# WHAT YOU NEED TO DO:
Rewrite only the material from the line containing "the green conifer" to the line containing "[[566, 246]]", including both of those lines, and offset every coordinate in the answers by adding 150, leaving everything else unchanged.

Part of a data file
----------------------------------------

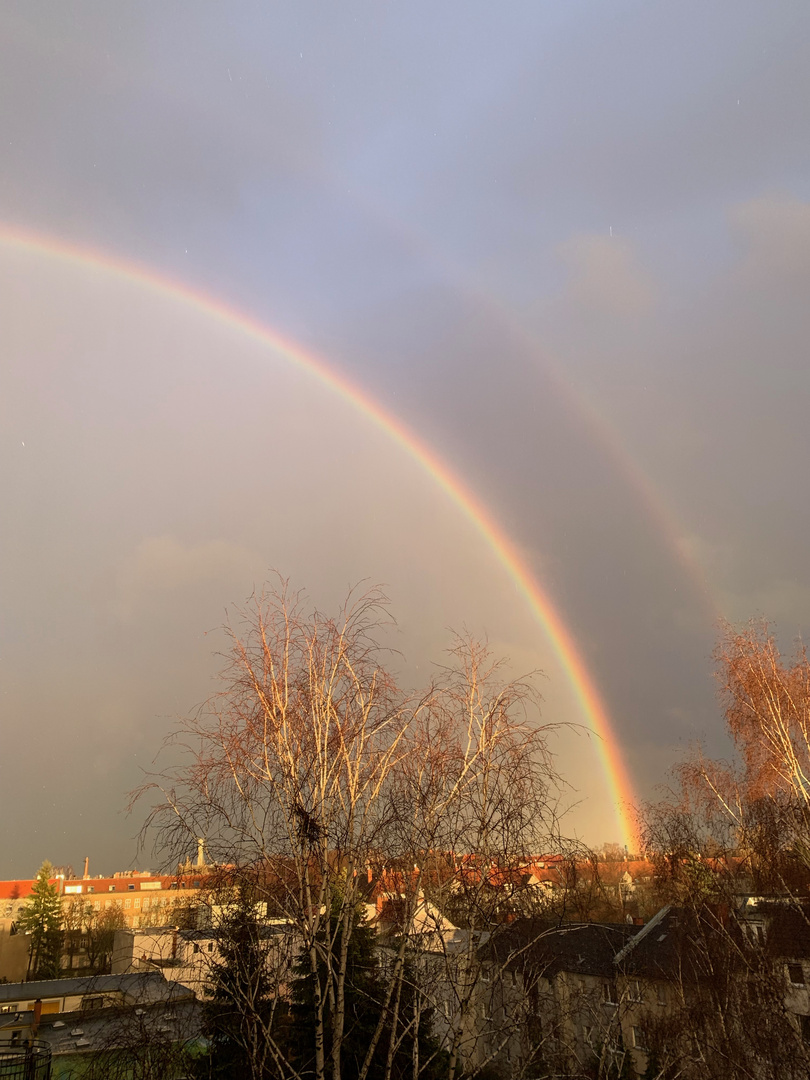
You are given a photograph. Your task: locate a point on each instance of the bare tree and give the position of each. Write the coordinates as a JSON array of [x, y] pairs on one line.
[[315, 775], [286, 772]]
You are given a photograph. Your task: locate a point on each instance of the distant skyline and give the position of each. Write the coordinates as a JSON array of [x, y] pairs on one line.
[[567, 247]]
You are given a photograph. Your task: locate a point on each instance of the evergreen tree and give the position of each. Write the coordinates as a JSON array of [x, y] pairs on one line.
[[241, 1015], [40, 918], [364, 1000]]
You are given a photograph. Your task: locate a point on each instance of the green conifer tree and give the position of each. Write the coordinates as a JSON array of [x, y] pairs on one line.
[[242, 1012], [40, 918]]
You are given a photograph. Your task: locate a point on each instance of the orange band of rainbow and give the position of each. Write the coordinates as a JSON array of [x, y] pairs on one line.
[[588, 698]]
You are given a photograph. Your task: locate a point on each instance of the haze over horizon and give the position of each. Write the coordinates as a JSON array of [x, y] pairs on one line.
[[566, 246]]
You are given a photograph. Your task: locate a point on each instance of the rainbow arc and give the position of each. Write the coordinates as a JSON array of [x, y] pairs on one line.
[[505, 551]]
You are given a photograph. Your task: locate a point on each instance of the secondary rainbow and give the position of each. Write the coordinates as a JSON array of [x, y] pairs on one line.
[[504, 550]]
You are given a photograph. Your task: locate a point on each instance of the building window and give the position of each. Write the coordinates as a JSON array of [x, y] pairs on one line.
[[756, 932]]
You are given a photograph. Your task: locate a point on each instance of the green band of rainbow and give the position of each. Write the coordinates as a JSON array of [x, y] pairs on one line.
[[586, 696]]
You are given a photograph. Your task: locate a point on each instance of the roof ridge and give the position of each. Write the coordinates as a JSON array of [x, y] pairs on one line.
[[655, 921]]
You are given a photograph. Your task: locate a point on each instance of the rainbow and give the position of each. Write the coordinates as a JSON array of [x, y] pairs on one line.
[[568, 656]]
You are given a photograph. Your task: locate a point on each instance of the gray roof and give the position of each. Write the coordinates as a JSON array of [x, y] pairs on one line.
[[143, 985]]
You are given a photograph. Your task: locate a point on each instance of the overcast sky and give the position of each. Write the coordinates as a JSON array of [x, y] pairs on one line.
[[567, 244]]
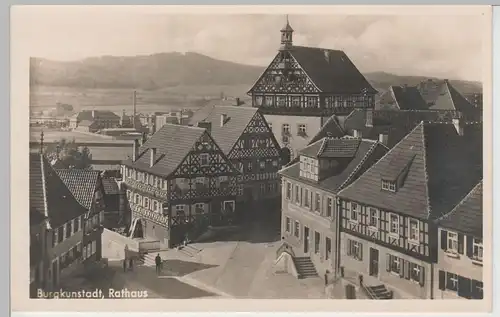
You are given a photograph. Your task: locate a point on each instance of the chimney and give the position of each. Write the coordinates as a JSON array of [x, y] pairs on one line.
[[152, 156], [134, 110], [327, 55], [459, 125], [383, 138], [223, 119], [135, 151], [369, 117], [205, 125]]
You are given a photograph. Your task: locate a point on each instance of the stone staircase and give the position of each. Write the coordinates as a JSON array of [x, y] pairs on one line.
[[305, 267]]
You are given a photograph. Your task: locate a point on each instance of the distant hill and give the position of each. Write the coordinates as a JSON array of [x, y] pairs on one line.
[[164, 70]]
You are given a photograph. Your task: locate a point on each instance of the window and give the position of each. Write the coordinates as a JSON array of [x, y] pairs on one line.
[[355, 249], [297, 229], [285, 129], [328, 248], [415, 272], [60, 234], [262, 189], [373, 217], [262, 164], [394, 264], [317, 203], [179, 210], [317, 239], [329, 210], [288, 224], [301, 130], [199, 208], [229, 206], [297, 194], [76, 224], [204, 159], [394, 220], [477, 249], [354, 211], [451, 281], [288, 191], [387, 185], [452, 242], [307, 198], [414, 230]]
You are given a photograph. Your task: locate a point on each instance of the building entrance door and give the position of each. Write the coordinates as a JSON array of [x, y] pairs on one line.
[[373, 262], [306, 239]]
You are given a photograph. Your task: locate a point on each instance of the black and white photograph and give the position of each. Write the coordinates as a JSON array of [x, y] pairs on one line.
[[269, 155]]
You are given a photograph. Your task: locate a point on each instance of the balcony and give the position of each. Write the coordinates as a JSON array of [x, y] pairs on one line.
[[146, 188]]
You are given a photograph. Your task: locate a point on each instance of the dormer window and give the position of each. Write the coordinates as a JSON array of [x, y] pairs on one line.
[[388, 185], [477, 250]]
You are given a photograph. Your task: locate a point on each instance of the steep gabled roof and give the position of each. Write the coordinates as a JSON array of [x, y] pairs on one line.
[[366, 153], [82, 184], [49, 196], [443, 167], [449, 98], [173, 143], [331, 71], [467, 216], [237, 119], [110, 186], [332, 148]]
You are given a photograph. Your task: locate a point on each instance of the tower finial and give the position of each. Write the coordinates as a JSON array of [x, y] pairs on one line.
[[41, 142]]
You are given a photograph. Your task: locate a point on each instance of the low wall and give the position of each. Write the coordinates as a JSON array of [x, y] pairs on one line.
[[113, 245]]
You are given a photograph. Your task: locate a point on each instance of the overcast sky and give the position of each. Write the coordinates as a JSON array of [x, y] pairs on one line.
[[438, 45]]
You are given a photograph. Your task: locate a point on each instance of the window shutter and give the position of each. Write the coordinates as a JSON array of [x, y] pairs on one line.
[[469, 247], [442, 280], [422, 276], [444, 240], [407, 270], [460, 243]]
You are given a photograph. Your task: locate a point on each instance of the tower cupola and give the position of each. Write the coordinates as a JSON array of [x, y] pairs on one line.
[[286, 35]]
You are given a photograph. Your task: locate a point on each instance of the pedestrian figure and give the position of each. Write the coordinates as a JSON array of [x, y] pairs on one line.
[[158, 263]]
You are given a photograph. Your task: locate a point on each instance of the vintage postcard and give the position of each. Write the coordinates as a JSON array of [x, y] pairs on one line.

----------------------------------------

# CORRECT OUTPUT:
You are given a photograph. Your task: locate a point on each instance of the green conifer tree and give the position of each. Write the coordinates as a JSON array of [x, y] pairs on one line.
[[392, 1162], [190, 1068]]
You are given a photograph. Your task: locate a point on each instance of the orange band of rainbow and give the position of each. Write the coordinates as a JSON array of [x, y] pairs on one line.
[[738, 848]]
You are given a photograph. Your task: locate a point on each instance of the haze over horizon and give the position of each. Write the coordinates as a JSON array of [x, y] pairs on one line.
[[716, 396]]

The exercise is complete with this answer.